*WRITTEN PROBLEM:*
Copy out, with no changes, the part of the items that opens with the line containing "Shelf-audit tagging: for every instance of the ruffled" and closes with the line containing "x=360, y=329". Include both of those lines.

*RECORDS FOR THIS EXERCISE:*
===============

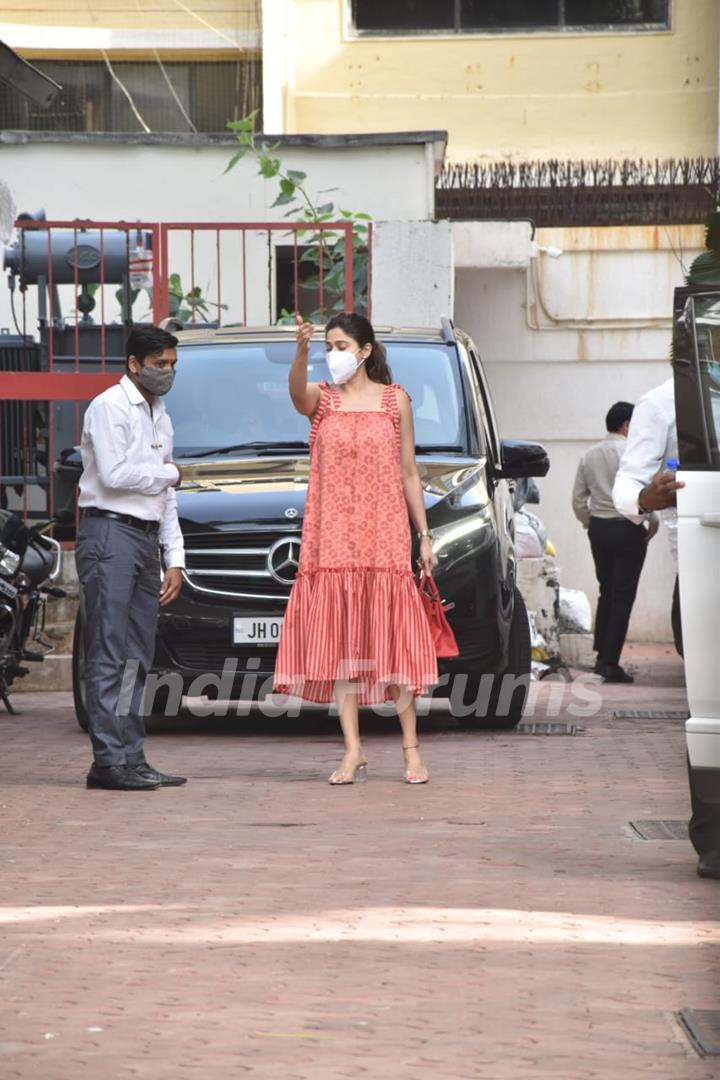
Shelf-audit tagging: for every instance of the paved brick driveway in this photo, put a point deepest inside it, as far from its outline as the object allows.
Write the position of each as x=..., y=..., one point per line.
x=501, y=922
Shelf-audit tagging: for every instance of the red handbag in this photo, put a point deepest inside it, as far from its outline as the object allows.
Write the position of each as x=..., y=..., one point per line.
x=444, y=639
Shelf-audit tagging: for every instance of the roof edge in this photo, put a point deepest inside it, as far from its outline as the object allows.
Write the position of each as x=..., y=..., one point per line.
x=223, y=138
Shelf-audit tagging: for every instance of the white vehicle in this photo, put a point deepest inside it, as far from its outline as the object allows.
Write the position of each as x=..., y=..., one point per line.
x=696, y=363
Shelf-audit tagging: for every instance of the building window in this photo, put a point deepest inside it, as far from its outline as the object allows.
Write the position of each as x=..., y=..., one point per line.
x=168, y=95
x=488, y=16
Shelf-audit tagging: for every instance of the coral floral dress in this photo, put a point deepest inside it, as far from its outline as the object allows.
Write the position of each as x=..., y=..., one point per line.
x=354, y=611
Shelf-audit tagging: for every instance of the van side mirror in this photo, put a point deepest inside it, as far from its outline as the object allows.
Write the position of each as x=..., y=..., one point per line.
x=520, y=459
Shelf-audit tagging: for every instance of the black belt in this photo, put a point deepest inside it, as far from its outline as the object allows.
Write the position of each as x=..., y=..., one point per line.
x=137, y=523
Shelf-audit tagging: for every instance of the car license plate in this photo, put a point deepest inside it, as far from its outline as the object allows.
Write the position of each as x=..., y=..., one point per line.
x=247, y=630
x=8, y=590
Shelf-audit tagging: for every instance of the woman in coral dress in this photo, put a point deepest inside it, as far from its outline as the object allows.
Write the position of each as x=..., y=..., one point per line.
x=355, y=631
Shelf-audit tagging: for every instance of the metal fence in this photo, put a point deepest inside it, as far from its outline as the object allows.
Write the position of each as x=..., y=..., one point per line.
x=680, y=191
x=76, y=288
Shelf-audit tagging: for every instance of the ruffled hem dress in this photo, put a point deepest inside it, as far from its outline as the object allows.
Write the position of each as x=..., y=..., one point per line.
x=354, y=611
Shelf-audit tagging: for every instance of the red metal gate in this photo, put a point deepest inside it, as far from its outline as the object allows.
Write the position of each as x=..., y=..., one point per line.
x=82, y=284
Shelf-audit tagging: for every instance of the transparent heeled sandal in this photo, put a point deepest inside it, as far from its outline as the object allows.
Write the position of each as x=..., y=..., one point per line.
x=357, y=775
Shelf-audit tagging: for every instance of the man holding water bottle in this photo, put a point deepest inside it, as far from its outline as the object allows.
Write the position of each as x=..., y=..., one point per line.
x=647, y=484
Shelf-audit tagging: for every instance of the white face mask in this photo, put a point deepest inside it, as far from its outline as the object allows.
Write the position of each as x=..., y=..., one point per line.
x=343, y=364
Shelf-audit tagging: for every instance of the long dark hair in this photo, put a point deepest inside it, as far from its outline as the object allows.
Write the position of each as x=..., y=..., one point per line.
x=360, y=329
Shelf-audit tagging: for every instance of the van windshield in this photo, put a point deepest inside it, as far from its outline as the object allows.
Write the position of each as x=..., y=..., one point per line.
x=235, y=395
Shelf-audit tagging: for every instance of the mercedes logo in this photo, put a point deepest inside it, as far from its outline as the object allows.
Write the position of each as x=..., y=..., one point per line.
x=283, y=561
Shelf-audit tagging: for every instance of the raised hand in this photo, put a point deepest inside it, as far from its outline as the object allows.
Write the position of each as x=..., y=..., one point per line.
x=304, y=333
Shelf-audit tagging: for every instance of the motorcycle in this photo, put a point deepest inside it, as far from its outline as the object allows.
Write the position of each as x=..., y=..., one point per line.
x=30, y=563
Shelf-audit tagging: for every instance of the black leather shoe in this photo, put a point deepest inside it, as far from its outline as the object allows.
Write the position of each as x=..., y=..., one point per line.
x=119, y=778
x=708, y=865
x=613, y=673
x=162, y=779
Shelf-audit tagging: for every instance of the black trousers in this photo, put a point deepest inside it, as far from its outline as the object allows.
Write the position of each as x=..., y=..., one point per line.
x=119, y=570
x=619, y=551
x=704, y=825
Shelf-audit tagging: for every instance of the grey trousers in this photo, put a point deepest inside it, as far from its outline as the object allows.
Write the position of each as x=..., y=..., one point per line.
x=119, y=570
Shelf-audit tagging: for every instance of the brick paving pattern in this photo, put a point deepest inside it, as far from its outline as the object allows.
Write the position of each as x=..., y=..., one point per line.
x=502, y=922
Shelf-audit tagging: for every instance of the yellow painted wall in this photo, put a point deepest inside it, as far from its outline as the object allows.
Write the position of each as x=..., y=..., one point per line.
x=538, y=96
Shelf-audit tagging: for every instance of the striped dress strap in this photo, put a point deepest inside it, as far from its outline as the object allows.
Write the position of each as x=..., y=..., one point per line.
x=324, y=405
x=390, y=405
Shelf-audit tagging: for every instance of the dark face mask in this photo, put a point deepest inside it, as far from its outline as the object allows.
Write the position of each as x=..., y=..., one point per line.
x=158, y=380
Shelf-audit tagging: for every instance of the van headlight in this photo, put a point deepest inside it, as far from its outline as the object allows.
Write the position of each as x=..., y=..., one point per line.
x=460, y=537
x=9, y=562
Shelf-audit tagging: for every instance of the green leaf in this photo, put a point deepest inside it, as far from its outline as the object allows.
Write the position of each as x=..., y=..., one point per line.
x=269, y=166
x=235, y=158
x=246, y=124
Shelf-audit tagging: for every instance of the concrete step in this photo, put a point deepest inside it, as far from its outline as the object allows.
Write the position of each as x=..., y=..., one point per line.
x=59, y=635
x=54, y=673
x=576, y=650
x=64, y=610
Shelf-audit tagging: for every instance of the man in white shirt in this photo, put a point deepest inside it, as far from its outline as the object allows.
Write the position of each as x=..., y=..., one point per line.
x=643, y=484
x=646, y=484
x=619, y=547
x=128, y=511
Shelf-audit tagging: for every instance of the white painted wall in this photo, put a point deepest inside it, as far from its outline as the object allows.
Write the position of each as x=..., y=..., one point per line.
x=163, y=179
x=110, y=179
x=412, y=280
x=611, y=293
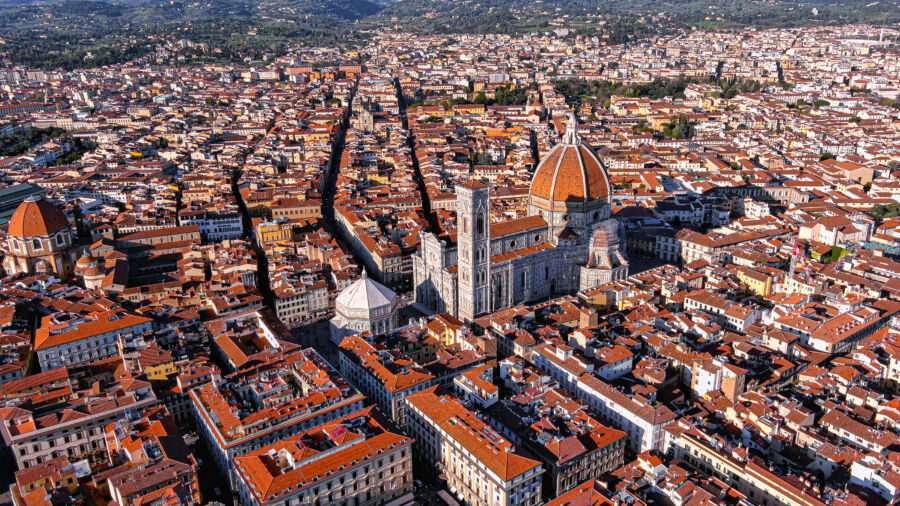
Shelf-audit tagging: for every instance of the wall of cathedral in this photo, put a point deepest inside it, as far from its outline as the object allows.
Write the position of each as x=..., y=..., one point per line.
x=518, y=240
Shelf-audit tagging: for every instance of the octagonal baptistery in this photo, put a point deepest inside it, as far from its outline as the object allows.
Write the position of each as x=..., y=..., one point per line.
x=365, y=305
x=570, y=187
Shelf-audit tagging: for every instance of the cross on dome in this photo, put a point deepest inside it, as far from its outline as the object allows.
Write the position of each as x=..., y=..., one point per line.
x=571, y=137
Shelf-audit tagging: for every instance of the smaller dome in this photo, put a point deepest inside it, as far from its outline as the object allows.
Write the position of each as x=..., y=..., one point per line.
x=36, y=217
x=365, y=295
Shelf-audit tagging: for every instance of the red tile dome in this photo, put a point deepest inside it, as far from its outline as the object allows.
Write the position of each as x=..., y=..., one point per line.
x=37, y=218
x=570, y=173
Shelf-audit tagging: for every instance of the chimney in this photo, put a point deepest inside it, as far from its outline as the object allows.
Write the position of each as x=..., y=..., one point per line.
x=588, y=318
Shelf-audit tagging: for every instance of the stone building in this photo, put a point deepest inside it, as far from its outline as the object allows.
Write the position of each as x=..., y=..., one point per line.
x=39, y=240
x=567, y=242
x=364, y=306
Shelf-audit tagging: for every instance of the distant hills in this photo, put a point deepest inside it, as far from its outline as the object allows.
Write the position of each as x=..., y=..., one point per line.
x=72, y=33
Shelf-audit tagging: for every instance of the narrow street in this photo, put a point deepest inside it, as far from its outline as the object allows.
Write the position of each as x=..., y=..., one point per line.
x=426, y=201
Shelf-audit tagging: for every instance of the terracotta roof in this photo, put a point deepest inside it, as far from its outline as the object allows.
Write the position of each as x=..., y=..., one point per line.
x=570, y=174
x=477, y=437
x=97, y=323
x=35, y=218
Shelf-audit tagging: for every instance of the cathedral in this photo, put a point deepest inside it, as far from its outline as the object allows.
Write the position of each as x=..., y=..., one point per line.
x=567, y=242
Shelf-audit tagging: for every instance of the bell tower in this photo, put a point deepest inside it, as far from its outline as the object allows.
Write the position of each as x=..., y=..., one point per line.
x=474, y=249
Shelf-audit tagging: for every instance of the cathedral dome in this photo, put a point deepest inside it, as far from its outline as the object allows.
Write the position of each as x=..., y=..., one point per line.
x=569, y=174
x=37, y=218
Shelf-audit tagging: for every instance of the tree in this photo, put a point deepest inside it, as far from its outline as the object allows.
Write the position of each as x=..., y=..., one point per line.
x=679, y=128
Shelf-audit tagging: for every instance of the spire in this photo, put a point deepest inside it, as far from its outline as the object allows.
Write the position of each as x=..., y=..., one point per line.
x=572, y=131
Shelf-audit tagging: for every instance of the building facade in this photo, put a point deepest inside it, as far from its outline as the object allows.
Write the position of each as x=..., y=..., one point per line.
x=39, y=240
x=482, y=468
x=567, y=242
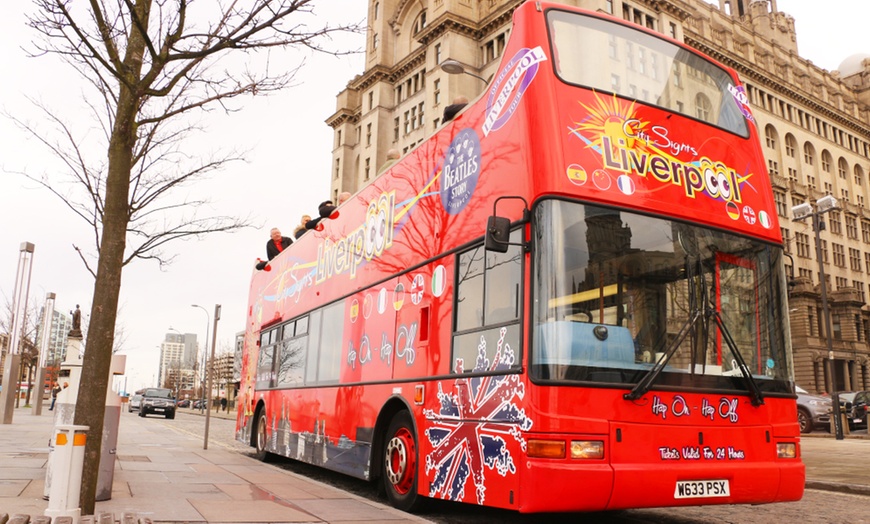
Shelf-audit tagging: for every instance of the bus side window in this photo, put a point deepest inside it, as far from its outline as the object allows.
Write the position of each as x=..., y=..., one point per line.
x=488, y=305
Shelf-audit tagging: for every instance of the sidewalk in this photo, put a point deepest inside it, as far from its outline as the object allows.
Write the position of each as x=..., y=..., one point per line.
x=163, y=474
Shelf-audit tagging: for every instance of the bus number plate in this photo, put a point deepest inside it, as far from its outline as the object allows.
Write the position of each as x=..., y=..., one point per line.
x=692, y=489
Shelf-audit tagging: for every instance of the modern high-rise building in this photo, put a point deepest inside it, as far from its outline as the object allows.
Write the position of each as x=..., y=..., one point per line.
x=178, y=362
x=815, y=125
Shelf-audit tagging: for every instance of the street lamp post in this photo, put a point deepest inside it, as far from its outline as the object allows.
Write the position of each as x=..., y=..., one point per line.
x=204, y=357
x=217, y=316
x=801, y=212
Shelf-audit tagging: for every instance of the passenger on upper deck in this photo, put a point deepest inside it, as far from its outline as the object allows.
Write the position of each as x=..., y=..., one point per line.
x=300, y=229
x=275, y=245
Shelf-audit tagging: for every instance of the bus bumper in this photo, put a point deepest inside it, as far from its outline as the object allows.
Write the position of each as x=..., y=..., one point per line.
x=561, y=486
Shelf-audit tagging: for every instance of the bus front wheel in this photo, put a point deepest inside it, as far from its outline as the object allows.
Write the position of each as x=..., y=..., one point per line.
x=400, y=464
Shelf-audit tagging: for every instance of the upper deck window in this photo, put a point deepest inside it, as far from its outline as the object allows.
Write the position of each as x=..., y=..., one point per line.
x=590, y=52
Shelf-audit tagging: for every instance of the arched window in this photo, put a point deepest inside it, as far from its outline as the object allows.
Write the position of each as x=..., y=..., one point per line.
x=703, y=107
x=790, y=145
x=809, y=154
x=420, y=22
x=842, y=168
x=770, y=137
x=827, y=160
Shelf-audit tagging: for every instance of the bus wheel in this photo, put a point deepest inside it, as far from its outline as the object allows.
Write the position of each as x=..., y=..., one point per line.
x=400, y=464
x=260, y=437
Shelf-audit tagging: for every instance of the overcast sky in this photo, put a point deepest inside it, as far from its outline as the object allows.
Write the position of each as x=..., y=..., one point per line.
x=286, y=176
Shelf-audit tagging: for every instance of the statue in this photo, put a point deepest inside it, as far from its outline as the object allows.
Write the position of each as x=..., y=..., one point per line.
x=76, y=330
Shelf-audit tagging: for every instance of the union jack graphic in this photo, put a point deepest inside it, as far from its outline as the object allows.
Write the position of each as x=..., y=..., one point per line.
x=469, y=429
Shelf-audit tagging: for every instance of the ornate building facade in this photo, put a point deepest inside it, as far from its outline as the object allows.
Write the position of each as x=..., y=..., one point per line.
x=815, y=125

===============

*SOLUTION:*
Shelf-audit tagging: for every instance of the ruffled hem dress in this photo, put a point deepest inside it, as far from its outline as the object allows.
Write the position of each as x=..., y=..., one point per line.
x=354, y=611
Shelf-audit tagging: for every instance of the red metal gate in this photo, put a point deepest inside it, as far from its outline as the object allows.
Write the position of each as x=..., y=..., one point per line.
x=82, y=284
Shelf-audit tagging: for every instance of the transparent heeled sandal in this photo, put a point deepest inside it, as far from its outline as the object allows.
Write the position of each as x=..., y=..., one point per line.
x=357, y=775
Shelf-audit tagging: for every instance of the man holding water bottle in this photo, put a point deepest inside it, as far from its outline as the object allows.
Write the position of each as x=..., y=..., one point per line.
x=647, y=484
Shelf-audit tagging: for every instance of the white face mask in this photo, put a point deepest inside it, as far from its outline as the object allows.
Write the position of each as x=..., y=..., one point per line.
x=343, y=364
Shelf-audit tagging: for every instance of the long dark hair in this photo, put a point deepest inside it, as far from its outline as the object allows.
Write the position of each as x=..., y=..., one point per line.
x=360, y=329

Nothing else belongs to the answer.